WRITTEN INSTRUCTION: Copy the items from the start through the line containing "481 0 1000 667", changing "dog nose" to "dog snout" and leaving everything else as it is.

====

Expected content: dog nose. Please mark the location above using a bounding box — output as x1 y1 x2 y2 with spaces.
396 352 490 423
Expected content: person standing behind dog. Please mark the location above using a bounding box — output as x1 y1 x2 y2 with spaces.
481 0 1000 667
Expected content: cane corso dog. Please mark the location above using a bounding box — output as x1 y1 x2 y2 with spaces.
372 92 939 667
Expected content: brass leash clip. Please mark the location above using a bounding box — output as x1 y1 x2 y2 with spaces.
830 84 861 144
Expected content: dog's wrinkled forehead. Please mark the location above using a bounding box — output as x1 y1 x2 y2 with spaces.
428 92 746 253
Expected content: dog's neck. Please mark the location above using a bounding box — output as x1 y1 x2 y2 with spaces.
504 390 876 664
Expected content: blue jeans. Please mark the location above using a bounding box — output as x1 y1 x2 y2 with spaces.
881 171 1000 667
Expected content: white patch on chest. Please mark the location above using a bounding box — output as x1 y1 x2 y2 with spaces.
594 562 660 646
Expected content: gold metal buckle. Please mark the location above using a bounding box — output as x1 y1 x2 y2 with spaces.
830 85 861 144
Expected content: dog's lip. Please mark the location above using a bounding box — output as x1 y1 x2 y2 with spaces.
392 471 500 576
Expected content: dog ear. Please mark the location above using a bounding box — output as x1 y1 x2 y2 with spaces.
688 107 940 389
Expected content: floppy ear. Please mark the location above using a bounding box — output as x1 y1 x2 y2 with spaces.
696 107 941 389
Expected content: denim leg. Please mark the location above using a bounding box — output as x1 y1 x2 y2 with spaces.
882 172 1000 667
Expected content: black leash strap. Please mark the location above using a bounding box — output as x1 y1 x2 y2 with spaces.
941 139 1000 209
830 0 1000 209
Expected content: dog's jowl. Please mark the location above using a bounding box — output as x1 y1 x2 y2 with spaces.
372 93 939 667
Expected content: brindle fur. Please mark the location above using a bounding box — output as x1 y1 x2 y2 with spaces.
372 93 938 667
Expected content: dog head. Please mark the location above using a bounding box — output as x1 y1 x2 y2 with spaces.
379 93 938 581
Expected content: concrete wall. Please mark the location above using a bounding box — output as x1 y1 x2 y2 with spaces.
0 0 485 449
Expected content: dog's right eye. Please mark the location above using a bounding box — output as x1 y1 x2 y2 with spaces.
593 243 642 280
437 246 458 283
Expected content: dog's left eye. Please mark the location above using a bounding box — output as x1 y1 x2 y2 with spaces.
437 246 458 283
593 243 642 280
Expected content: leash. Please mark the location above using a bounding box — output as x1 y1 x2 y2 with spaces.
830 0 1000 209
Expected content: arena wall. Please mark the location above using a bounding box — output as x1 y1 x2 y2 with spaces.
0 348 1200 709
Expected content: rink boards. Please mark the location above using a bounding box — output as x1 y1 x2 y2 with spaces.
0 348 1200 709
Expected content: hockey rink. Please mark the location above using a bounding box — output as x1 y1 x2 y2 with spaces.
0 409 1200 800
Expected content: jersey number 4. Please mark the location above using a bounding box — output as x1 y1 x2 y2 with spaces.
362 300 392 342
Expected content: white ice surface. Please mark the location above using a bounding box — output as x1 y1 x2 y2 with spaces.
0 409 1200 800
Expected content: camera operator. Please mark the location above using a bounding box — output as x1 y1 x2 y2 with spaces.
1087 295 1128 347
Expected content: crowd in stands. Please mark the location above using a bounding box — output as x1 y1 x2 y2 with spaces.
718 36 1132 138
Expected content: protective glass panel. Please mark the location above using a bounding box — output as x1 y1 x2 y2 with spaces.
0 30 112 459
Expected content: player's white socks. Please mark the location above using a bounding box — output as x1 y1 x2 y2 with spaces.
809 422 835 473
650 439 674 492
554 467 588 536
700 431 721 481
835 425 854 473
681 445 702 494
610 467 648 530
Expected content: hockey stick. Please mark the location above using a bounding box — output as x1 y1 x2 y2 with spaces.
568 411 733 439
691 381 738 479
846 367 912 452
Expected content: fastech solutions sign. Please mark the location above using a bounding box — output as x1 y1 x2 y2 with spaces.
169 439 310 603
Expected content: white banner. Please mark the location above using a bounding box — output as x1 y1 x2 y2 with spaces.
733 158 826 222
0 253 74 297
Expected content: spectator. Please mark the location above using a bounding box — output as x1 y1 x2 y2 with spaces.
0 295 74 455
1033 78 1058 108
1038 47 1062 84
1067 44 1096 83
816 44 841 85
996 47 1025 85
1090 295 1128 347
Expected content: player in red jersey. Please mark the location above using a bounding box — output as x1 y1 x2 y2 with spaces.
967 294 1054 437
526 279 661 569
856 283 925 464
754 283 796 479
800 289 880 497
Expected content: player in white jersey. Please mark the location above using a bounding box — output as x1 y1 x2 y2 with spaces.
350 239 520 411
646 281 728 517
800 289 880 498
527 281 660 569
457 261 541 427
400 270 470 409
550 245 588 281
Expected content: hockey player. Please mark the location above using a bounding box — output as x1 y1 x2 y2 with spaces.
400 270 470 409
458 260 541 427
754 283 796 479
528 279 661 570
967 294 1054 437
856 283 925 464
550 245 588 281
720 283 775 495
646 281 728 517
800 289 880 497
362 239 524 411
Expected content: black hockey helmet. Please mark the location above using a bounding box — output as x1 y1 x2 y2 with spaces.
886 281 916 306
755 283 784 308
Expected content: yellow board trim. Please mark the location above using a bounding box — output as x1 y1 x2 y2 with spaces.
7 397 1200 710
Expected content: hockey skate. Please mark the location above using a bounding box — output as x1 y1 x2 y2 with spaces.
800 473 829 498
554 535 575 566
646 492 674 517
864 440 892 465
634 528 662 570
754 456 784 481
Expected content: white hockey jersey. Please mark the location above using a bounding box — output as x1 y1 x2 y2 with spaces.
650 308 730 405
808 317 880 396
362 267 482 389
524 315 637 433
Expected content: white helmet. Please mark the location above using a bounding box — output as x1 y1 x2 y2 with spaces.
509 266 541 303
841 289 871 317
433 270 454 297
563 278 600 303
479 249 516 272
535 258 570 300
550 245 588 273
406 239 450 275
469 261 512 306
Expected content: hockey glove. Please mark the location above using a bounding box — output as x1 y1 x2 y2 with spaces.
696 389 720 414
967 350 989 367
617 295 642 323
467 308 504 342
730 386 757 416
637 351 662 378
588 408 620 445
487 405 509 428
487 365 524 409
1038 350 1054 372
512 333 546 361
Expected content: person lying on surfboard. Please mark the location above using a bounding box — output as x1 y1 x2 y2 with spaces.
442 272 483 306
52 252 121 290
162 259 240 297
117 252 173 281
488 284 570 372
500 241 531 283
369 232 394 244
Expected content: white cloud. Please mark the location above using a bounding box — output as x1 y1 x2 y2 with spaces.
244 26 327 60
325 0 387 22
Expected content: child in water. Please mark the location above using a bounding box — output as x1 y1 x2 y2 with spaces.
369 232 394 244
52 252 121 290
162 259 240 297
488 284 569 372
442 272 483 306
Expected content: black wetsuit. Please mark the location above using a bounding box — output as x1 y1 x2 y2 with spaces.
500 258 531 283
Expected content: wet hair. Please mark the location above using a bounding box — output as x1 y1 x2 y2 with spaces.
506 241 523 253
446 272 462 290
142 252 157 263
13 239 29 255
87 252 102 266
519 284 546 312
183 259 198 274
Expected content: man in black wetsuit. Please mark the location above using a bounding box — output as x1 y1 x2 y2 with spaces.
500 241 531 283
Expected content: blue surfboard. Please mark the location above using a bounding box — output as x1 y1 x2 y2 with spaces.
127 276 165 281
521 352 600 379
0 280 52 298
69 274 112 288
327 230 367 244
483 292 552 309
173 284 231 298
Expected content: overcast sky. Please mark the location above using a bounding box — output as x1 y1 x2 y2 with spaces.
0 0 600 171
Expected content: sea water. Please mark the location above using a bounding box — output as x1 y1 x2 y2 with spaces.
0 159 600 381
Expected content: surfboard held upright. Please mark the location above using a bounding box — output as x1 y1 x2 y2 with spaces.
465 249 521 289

====

FULL SOLUTION:
Expected content: dog snout. Please mark the location above using a bounding box — output as x1 y1 x2 y2 with spaces.
396 352 490 423
Expected content: person standing behind dog. Please mark the location above using a bounding box — output as x1 y1 x2 y2 with spaces.
481 0 1000 667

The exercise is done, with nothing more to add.